| REQUIREMENT |
In the records that follow, find the line containing "Question: In the picture above, for every instance of the large" and the line containing "Target: man in dark suit", then transcribe both and every line between them exactly, omitting pictures.

[Recorded data]
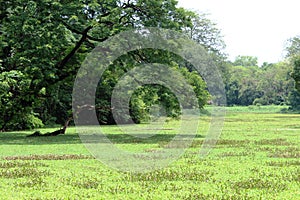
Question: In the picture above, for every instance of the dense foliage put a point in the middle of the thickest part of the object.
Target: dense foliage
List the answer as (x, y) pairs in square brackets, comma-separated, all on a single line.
[(43, 44)]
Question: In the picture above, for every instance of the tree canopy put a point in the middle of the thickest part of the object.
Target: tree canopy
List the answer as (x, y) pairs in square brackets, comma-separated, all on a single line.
[(43, 44)]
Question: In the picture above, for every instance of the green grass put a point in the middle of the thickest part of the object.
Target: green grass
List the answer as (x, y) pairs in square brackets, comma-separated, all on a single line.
[(256, 157)]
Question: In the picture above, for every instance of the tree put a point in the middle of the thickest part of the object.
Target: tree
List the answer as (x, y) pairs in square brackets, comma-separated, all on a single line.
[(44, 42), (246, 61), (293, 53)]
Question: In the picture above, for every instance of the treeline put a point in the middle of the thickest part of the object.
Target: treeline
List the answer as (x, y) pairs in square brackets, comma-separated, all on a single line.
[(269, 84), (43, 44)]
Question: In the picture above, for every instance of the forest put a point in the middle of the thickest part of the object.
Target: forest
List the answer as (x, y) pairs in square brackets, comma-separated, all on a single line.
[(43, 44)]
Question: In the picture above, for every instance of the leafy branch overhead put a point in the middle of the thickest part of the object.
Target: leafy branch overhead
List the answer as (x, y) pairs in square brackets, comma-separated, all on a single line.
[(43, 44)]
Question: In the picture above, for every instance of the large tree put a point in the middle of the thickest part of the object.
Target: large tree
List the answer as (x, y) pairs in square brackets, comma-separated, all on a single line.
[(43, 44)]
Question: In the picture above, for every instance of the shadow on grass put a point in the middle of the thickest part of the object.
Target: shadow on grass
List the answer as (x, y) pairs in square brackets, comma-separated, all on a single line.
[(21, 139)]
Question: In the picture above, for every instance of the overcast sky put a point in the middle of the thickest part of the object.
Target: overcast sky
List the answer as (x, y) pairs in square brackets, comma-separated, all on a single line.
[(256, 28)]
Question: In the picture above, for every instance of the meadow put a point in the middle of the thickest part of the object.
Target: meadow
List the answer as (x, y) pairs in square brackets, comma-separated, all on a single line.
[(256, 157)]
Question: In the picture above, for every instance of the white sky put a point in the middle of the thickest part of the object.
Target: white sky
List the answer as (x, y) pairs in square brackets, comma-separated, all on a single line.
[(252, 27)]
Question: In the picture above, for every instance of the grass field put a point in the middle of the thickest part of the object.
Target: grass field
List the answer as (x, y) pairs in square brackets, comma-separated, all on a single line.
[(256, 157)]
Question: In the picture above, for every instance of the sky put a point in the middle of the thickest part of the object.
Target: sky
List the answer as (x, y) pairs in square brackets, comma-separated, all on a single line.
[(252, 28)]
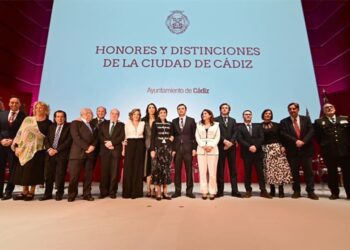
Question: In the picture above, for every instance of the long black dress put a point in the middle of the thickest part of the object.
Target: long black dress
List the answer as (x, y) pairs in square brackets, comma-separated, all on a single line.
[(134, 161), (160, 143), (32, 173)]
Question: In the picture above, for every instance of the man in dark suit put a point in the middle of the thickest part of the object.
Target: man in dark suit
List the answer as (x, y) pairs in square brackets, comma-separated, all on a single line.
[(185, 148), (10, 121), (297, 132), (111, 135), (97, 121), (227, 149), (84, 135), (333, 134), (57, 144), (250, 137)]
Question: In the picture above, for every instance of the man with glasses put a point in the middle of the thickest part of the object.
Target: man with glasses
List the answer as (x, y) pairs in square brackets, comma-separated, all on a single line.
[(333, 134), (297, 133)]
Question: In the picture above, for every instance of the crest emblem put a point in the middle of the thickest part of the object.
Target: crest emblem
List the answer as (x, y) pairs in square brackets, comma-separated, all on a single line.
[(177, 22)]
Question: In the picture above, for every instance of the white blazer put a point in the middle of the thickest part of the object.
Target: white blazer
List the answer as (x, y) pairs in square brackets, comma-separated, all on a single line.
[(210, 138)]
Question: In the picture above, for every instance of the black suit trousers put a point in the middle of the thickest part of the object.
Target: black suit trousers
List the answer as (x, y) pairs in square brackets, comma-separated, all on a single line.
[(306, 162), (180, 157), (257, 161), (109, 171), (230, 154), (7, 156), (55, 171), (332, 164), (75, 167)]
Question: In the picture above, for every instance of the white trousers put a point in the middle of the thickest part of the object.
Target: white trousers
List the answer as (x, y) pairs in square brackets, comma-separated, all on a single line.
[(207, 163)]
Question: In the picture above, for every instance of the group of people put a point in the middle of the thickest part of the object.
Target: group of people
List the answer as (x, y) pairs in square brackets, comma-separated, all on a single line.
[(38, 151)]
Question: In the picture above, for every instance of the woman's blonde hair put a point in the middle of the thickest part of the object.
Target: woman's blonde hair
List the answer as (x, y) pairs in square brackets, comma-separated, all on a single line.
[(46, 107)]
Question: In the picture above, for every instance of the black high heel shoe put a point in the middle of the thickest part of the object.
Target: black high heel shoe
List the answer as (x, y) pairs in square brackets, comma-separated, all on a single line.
[(166, 197)]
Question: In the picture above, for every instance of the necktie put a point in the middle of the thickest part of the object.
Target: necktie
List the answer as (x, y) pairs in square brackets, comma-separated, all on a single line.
[(250, 129), (57, 136), (12, 118), (181, 123), (88, 125), (296, 127), (112, 128)]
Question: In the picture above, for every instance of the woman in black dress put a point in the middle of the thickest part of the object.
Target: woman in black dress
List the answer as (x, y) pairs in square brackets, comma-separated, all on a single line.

| RESPONSE TO THIS EXERCISE |
Question: In the picture above, for every instance of the large tree put a point in the middle of the thickest part of the object.
Target: large tree
List the answer as (x, y) pairs in square brackets, comma-separated, all on a single line.
[(43, 44)]
Question: In the picture above, for every instance of the shadow on grass put a point in the middle of the thickest part of the object.
Target: shadow on grass
List the answer as (x, y) pairs in square brackets, comma-separated, all on a single line.
[(21, 139)]
Question: In the picture above, for every instance of the overcast sky put a point in the middle of the thickest part of the object.
Target: overcast sky
List the answer as (x, y) pairs in square brackets, comma-separated, all on a single line.
[(256, 28)]
Question: In the picture above, for every instance of the meadow put a point in the middle of the thickest part of the object.
Target: meadow
List the answer as (x, y) pairs in square brackets, comma-separated, all on a single line.
[(256, 157)]
Question: In the picture above, for every instance of the white sky put a point in the middle of the thickest part of the object.
Target: white sky
List the answer as (x, y) pairs in square brackets, comma-separated, all on a single line.
[(252, 27)]
Question: In the picture above, for every instance of the grass field put a point in the middle of the thickest part of the object.
Target: grass field
List the answer as (x, y) pairs in square brackets, comma-separated, all on a single line.
[(256, 157)]
Question: In the picture above, for every instance of the sky put a point in the middle of the thickest part of the object.
Target: sky
List the answer as (x, y) pairs in square brackets, comma-separated, all on a single line.
[(252, 28)]
Question: In the picture above, for every instance of the long black dress put a point in the middle of the thickest part of the object.
Target: long black dress
List the answer as (x, y) pairs in square brackets, comma-separated, all on a single line.
[(134, 161), (160, 143), (32, 173)]
Question: In the picture above, for every instance of the man in dark suit put a point in the middle of the thickest part of the object.
Target: man in dark suit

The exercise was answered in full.